**Try it:** Transcribe all of the listing exactly.
-------------------------
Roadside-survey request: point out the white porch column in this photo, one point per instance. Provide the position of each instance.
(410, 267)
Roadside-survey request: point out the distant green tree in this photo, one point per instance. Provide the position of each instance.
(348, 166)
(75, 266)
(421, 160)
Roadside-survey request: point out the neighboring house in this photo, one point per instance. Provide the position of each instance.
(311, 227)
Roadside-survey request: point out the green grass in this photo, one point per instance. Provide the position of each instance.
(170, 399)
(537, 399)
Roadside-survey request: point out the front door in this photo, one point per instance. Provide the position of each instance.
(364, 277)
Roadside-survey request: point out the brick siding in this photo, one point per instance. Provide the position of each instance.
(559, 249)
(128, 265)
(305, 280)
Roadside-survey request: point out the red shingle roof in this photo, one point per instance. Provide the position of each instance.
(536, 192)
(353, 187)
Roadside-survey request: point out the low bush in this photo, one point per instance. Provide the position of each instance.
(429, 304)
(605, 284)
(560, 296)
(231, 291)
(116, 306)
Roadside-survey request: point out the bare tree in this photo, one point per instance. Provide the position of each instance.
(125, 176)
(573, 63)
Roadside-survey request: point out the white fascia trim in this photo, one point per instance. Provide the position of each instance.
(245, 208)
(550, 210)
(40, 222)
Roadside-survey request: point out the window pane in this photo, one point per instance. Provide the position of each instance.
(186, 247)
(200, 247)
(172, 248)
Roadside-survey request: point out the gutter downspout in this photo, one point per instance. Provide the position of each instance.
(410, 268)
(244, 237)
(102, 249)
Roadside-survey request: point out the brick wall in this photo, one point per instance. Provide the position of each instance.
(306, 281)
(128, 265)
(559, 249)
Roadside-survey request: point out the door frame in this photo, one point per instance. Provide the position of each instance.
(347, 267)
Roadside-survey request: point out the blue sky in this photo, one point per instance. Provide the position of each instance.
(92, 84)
-------------------------
**Answer box:**
Roadside-survey request: point out the white porch column in this photo, one point per instance. Provide the position of each instance.
(410, 267)
Roadside-survey request: point out the distant green tree in this photo, one point per instance. Provide the position of each instance.
(348, 166)
(75, 266)
(421, 160)
Roadside-survey request: point out the neighboring house in this photo, one point per instance. Provide the position of each instance.
(311, 227)
Roadside-survey request: point out the green grass in this photo, one point per instance. Provide the position of each instance.
(170, 399)
(537, 399)
Roadside-survey request: point out the front door in this photo, one point per instance. Provide the position of each instance.
(364, 277)
Roadside-survey request: point out the brick siding in this photo, one point per instance. Provide the position of each instance.
(559, 249)
(128, 265)
(305, 280)
Roadside-survey request: point out the red shingle roof in this photo, one point per instance. Provide the position of each instance.
(536, 192)
(353, 187)
Roadside-survey request: point out the low bush in this photo, one point per instance. Provide the position of each instance.
(429, 304)
(605, 284)
(560, 296)
(231, 291)
(116, 306)
Roadside-survey request: point out the bare tree in this photo, one point per instance. Provide the position of each instance.
(125, 176)
(573, 63)
Roadside-survey request: point out the white fascia trim in this photo, one point per instance. Provide the position of each instance.
(245, 208)
(550, 210)
(40, 222)
Roadside-survey request: point out the window pane in this photo, one point per instance. Provide the position of each instance.
(186, 247)
(200, 247)
(172, 248)
Roadside-survey request: point out the gutter downspout in this photo, one point per instance. Provide the position of each instance.
(410, 268)
(244, 237)
(102, 249)
Roadside-survey request: point out the brick wall in this photo, one point per instance. Provide the position of each instance.
(306, 281)
(128, 265)
(559, 249)
Roadside-survey request: point out the door frame in this photo, one point per instance. Provide the position of each instance.
(347, 267)
Roadside-survey request: point out the blue sky in this photo, one point per instance. Provide the position of each instance.
(92, 84)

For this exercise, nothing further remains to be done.